:: INFORMATION PROVIDED
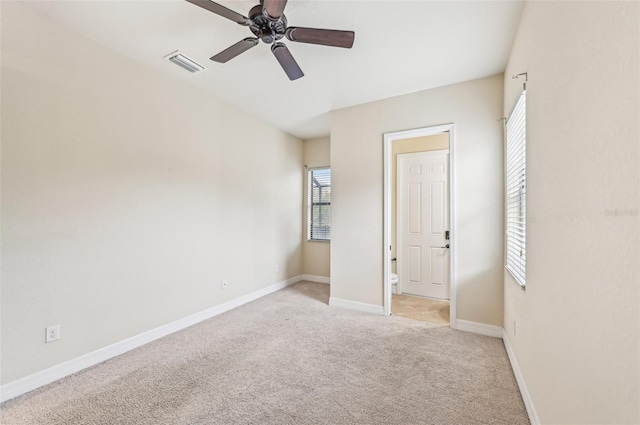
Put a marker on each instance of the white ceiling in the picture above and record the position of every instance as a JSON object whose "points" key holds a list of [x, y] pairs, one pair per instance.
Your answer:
{"points": [[400, 47]]}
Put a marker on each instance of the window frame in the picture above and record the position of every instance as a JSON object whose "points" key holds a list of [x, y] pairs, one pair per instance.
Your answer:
{"points": [[515, 191], [311, 204]]}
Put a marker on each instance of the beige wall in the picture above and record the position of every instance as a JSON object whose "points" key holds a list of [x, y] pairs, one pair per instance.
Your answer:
{"points": [[578, 323], [357, 167], [414, 144], [315, 254], [127, 197]]}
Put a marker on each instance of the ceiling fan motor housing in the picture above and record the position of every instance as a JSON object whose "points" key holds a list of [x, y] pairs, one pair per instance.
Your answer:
{"points": [[268, 30]]}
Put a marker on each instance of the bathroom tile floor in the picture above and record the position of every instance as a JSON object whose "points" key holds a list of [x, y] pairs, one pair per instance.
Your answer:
{"points": [[422, 309]]}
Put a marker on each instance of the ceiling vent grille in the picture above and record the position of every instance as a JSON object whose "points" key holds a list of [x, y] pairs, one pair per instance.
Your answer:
{"points": [[184, 62]]}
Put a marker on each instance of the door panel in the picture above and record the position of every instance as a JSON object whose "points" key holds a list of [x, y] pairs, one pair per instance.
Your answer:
{"points": [[414, 265], [423, 219], [415, 208]]}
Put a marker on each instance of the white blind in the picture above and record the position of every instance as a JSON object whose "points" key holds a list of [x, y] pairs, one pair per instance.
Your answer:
{"points": [[319, 205], [516, 199]]}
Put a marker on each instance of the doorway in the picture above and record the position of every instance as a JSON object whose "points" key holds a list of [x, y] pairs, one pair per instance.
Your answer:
{"points": [[425, 258]]}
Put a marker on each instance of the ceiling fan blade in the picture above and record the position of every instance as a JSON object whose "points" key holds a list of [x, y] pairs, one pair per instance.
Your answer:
{"points": [[324, 37], [273, 8], [231, 52], [218, 9], [288, 63]]}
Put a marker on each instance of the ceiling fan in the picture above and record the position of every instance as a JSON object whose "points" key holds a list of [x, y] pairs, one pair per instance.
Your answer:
{"points": [[268, 23]]}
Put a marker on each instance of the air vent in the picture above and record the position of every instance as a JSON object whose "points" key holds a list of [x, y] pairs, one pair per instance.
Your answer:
{"points": [[184, 62]]}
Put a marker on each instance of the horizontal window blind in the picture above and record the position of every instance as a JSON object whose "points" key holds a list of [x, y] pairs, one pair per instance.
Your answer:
{"points": [[319, 204], [516, 197]]}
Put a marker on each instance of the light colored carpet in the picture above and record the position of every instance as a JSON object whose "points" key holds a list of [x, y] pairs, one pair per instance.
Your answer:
{"points": [[418, 308], [289, 358]]}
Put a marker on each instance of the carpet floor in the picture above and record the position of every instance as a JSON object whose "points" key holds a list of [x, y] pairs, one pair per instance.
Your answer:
{"points": [[289, 358]]}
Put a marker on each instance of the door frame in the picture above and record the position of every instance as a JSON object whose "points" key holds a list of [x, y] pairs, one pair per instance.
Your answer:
{"points": [[398, 184], [389, 138]]}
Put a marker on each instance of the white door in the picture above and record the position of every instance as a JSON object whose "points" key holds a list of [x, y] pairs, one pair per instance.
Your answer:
{"points": [[423, 224]]}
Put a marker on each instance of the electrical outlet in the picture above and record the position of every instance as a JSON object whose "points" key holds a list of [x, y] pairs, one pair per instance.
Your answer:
{"points": [[52, 334]]}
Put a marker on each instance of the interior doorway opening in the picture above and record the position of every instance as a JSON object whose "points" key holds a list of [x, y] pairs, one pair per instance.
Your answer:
{"points": [[419, 263]]}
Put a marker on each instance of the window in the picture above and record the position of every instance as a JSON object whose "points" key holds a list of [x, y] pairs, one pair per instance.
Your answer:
{"points": [[319, 205], [516, 187]]}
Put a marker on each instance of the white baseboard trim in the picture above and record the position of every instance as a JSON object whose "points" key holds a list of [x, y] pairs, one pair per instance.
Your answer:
{"points": [[355, 305], [479, 328], [51, 374], [314, 278], [524, 392]]}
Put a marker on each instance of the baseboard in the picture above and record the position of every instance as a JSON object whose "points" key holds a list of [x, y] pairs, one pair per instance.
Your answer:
{"points": [[524, 392], [479, 328], [355, 305], [313, 278], [51, 374]]}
::::
• [WHAT YOU NEED TO DO] Which lines contain "vent"? Copy each of them from the listing.

• [THE ANSWER]
Put a marker on each instance of the ceiling vent grille in the picture above and record the position of every instance as a JSON object whose "points" key holds a list of [x, y] pairs, one pair per instance.
Put a marker on each instance of the air vent in the picture above and record the position of every instance as a JSON object whose "points" key holds a list of [x, y] pairs, one pair per instance.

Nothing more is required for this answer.